§ **What to do**
Reproduce the passage on the HSCRC's ARM policy, beginning at the words "- Reduced payments" and stopping after "graduate medical education.", with "uncompensated care" replaced by "charity care".

§ **Text**
★ ★ ★ ★ ★ ★ ★
Mid-Atlantic Health Law TOPICS
"ARM" Twisting at the HSCRC
Recent proposals by payors have caused Maryland's Health Services Cost Review Commission (HSCRC) to review, to revise, and to reissue its policy relating to Alternative Rate Methodologies (ARMs). ARMs allow hospitals to bill payors on capitated, fixed, global or some other basis, as opposed to billing such payors according to a hospital's standard HSCRC-approved rates. To date, Maryland hospitals have obtained approval for over 100 ARMs. Nevertheless, the HSCRC estimates that less than 5% of regulated hospital revenue in Maryland derives from these specially approved rates. The HSCRC's restated policy states that ARMs must be consistent with the following criteria:
- There can be no cost-shifting from one payor to another.
- Access to the hospital may not be limited for any class of patients.
- Reduced payments must be cost-justified.
- Arrangements must be made available to any payor willing to meet substantially the same terms approved for the ARM.
- ARMs must allow for full funding of a hospital's uncompensated care and graduate medical education.
- No arrangement will be tolerated that is merely a disguised discount to a hospital's approved rates.
The HSCRC policy also identifies the last criterion as the "most important." Further, the policy states that applicants must supply evidence of the ARM's "reasonableness." For example, if a proposal is based upon cost savings stemming from a decrease in length-of-stay, then the applicant must demonstrate that the projected decrease is likely to be achieved, and why.
★ ★ ★ ★ ★ ★ ★
§ **Supplied information**
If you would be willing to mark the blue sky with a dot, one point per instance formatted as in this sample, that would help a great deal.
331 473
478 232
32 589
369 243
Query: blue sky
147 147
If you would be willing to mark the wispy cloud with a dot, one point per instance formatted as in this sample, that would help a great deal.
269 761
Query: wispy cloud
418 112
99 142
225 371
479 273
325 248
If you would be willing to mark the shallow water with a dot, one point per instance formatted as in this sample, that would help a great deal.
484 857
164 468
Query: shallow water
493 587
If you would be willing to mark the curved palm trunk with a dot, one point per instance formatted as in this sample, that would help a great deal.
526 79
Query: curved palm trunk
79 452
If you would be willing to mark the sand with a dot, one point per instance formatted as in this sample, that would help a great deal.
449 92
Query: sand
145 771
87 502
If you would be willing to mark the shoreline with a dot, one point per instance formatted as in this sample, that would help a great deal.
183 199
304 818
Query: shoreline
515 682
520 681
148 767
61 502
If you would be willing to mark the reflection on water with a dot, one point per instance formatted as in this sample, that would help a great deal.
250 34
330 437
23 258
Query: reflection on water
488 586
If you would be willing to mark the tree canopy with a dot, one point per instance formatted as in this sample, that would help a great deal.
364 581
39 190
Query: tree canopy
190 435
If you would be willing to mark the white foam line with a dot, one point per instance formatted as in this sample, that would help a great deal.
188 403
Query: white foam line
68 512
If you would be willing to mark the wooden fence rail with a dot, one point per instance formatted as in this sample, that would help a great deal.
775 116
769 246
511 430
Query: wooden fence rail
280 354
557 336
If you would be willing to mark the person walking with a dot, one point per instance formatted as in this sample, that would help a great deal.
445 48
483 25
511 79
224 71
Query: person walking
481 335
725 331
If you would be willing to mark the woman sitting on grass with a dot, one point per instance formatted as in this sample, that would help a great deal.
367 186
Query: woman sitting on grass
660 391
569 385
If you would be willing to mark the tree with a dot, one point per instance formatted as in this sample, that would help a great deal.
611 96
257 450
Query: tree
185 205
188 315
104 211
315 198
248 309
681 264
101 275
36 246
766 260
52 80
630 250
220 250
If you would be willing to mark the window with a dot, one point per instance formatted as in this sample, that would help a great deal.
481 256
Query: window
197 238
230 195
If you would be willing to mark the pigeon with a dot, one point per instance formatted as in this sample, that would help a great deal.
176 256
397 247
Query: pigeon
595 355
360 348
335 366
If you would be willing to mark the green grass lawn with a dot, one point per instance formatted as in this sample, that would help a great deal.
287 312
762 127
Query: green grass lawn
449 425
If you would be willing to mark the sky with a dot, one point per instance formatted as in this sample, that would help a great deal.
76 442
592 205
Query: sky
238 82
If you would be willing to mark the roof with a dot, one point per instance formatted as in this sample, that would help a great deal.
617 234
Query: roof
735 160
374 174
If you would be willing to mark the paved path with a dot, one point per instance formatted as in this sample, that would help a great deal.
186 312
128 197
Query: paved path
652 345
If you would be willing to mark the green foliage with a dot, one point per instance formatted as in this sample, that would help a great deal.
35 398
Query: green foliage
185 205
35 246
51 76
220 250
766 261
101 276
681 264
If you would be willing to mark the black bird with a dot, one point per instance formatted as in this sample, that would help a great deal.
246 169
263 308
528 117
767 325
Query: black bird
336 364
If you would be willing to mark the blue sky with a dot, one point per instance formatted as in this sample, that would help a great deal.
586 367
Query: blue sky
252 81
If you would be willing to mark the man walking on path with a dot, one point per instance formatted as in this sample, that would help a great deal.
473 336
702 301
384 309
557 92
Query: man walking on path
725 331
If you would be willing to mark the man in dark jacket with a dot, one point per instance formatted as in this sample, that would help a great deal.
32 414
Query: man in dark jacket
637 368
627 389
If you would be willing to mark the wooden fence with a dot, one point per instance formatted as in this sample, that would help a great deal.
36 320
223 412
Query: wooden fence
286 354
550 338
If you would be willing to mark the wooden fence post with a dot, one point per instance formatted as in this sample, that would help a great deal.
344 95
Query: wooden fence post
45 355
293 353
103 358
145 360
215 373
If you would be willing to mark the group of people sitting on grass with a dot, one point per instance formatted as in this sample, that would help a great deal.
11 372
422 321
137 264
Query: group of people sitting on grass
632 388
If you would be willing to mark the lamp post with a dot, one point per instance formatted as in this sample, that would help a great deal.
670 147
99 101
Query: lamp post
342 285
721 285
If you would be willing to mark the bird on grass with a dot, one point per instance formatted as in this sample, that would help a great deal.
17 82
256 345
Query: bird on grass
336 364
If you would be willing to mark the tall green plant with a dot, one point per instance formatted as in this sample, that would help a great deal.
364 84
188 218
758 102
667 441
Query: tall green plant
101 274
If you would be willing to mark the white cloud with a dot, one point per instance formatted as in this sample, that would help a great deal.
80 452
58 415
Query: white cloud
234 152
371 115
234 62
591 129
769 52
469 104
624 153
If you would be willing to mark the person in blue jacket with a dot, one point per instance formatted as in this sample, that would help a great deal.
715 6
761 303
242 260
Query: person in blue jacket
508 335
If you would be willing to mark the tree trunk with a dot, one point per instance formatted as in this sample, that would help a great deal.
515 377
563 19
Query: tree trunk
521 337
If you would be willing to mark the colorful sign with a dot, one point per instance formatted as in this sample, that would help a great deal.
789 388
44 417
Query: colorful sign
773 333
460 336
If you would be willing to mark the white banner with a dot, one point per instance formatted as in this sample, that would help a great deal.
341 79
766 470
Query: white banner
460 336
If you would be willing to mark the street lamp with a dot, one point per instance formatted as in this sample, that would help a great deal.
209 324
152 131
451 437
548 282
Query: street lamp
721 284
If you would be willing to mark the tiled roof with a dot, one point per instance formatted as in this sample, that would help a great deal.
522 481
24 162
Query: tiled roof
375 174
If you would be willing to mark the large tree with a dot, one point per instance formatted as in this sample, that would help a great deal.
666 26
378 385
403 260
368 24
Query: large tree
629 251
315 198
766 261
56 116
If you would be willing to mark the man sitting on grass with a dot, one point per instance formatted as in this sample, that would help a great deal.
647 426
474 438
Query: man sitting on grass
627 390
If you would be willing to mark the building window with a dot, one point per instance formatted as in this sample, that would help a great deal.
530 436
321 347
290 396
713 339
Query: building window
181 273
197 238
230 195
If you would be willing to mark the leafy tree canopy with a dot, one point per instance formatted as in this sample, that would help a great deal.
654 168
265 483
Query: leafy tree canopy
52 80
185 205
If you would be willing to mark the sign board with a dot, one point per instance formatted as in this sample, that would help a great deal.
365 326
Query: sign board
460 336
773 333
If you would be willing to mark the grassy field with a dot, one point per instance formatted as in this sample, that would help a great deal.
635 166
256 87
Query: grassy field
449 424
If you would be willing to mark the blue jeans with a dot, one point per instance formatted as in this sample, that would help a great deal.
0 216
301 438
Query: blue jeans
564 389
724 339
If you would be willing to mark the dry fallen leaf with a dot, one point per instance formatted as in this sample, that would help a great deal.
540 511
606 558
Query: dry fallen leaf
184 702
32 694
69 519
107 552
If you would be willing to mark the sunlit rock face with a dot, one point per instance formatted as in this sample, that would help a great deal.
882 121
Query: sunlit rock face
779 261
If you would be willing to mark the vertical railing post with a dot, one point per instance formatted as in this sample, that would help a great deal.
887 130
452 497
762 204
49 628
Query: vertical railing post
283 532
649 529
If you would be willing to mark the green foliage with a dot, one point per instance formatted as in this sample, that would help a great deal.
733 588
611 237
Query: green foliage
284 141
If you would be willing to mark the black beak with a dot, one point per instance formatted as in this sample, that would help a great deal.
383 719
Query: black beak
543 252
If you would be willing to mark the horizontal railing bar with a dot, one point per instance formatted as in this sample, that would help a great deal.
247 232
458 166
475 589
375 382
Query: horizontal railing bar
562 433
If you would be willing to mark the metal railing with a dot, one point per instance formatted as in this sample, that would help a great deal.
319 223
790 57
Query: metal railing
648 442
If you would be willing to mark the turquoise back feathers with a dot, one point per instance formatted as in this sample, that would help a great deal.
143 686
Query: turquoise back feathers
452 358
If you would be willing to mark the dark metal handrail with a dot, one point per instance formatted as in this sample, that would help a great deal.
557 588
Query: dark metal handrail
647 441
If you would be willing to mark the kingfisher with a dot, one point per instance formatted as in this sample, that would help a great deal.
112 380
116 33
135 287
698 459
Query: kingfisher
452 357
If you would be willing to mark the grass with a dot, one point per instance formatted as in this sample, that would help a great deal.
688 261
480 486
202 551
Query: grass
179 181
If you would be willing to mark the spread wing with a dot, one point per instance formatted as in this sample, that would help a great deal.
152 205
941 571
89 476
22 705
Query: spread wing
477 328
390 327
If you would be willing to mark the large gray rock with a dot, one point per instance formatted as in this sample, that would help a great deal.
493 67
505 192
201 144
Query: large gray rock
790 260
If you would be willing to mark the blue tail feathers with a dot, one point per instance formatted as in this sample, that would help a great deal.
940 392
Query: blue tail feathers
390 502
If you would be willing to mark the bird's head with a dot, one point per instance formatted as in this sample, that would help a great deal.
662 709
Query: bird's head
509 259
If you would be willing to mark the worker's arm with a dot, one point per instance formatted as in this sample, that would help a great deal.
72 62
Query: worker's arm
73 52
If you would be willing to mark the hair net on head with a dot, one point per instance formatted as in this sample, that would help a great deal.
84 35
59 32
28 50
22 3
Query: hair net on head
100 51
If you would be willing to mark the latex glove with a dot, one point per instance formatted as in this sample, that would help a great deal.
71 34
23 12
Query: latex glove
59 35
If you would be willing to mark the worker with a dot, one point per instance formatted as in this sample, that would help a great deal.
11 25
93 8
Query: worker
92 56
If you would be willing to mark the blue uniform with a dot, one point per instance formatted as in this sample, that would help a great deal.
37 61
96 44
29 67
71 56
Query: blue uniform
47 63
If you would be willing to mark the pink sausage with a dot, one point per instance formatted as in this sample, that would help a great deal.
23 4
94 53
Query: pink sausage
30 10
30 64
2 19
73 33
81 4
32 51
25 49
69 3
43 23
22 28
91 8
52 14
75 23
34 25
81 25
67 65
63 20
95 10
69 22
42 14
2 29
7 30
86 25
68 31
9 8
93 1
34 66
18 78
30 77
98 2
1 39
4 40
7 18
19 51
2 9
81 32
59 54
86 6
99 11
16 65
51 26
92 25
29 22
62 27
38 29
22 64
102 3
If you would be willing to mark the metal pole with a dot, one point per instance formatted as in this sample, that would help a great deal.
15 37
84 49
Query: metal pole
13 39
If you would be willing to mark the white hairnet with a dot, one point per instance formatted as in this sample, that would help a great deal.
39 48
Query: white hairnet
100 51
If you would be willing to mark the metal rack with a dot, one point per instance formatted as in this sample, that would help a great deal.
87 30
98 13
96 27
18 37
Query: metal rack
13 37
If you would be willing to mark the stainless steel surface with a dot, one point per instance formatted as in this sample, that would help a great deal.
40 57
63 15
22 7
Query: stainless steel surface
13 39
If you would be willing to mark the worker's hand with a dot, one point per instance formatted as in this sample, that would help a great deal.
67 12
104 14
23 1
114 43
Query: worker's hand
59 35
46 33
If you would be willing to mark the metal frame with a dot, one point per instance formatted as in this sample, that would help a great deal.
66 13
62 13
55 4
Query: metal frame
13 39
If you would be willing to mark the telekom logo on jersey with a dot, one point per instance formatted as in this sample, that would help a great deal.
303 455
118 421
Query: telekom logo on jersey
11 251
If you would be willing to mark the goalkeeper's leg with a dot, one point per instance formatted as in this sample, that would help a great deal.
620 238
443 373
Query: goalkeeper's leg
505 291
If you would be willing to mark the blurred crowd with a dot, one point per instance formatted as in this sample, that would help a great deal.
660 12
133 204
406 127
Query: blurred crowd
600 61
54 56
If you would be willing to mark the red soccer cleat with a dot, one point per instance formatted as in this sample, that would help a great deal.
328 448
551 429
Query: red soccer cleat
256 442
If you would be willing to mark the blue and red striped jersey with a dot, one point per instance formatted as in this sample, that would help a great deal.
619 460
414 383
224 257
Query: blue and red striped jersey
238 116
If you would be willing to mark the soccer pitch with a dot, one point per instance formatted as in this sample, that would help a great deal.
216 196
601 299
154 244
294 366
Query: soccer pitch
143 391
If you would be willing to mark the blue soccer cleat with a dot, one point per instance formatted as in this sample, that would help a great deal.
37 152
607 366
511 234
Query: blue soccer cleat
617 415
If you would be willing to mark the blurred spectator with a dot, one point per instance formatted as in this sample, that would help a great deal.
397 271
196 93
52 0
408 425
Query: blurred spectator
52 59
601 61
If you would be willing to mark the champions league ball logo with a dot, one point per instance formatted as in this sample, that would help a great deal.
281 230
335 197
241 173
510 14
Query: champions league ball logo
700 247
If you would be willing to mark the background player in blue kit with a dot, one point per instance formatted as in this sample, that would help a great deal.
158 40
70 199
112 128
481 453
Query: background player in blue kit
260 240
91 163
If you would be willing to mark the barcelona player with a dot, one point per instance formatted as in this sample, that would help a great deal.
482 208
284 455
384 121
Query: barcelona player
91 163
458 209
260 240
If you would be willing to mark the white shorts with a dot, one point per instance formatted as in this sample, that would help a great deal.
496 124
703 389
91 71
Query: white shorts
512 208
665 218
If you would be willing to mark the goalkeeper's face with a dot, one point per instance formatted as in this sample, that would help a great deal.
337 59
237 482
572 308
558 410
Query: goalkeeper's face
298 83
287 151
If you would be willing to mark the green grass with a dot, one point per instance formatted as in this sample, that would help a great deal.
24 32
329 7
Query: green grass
★ ★ ★ ★ ★ ★ ★
§ **Solution**
- Reduced payments must be cost-justified.
- Arrangements must be made available to any payor willing to meet substantially the same terms approved for the ARM.
- ARMs must allow for full funding of a hospital's charity care and graduate medical education.